• Source passage:
## start

Backlighting device for the display screen of a television or mobile phone

Abstract

Backlighting device for a screen for a television, mobile phone or the like, wherein the backlighting device comprises: a first light source adapted to emit light having a peak wavelength between 600 and 630 nm; a second light source adapted to emit light having a peak wavelength between 510 and 530 nm; a third light source adapted to emit light having a peak wavelength between 440 and 460 nm; wherein the light emitted by one of the light sources has a bandwidth of less than 15 nm, preferably less than 10 nm, more preferably less than 5 nm.

Claims

1. A backlighting device for a screen for a television, mobile phone or the like, wherein the backlighting device comprises: a first light source adapted to emit light having a peak wavelength between 600 and 630 nm; a second light source adapted to emit light having a peak wavelength between 510 and 530 nm; a third light source adapted to emit light having a peak wavelength between 440 and 460 nm; wherein the light emitted by one of the light sources has a bandwidth of less than 15 nm, preferably less than 10 nm, more preferably less than 5 nm.

## end

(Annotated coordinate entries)
## start

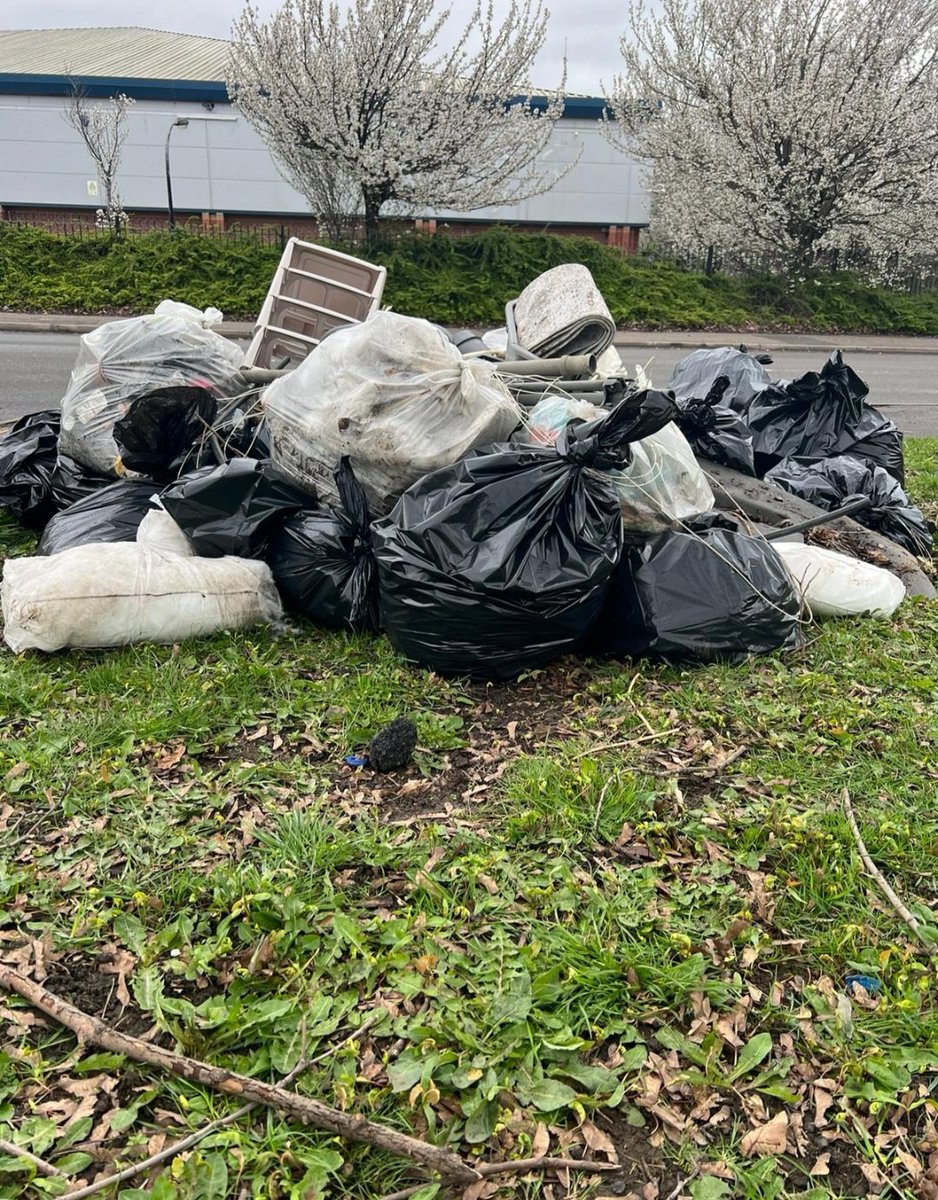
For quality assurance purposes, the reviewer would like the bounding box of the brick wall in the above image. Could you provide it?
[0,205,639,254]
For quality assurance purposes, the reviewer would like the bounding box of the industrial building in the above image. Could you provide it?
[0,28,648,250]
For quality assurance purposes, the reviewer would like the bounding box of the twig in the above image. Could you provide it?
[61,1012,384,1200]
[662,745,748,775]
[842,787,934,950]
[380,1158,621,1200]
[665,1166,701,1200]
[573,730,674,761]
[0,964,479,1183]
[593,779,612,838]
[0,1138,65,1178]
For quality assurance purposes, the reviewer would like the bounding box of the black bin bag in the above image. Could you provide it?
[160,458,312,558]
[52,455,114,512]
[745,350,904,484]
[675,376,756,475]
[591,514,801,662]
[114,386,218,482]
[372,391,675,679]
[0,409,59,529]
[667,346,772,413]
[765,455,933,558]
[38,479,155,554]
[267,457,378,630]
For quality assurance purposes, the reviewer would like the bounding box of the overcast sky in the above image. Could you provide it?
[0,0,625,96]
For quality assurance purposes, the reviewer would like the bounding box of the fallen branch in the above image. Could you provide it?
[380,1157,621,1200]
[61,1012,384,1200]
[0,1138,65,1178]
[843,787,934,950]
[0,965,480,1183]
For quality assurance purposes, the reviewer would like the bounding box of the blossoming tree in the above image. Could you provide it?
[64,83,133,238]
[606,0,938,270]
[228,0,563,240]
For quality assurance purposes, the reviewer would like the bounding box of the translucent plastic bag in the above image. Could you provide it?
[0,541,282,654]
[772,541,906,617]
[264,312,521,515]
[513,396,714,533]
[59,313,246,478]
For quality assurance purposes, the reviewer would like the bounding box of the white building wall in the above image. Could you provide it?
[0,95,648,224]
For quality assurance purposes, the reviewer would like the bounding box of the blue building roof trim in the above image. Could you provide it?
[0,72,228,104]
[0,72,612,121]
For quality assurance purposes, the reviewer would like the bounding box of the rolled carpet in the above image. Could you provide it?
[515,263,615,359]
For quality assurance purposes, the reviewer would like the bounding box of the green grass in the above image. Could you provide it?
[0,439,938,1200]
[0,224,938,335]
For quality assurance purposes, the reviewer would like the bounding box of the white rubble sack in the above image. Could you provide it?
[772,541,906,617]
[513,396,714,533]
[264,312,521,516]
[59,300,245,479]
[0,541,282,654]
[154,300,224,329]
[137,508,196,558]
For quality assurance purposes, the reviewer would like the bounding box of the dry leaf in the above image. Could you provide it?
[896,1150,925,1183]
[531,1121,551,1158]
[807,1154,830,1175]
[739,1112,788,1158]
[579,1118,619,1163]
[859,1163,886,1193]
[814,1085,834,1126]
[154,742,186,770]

## end

• What is asked:
a. Using the backlighting passage, answer the following:
(i) What peak wavelength range is the first light source adapted to emit?
(ii) What peak wavelength range is the third light source adapted to emit?
(iii) What is the most preferred upper limit on the bandwidth of the light emitted by one of the light sources?
b. State how many lines of the entries contain the word "white". Reply with the number alone.

• Results in order:
a.
(i) Between 600 and 630 nm
(ii) Between 440 and 460 nm
(iii) Less than 5 nm

b. 2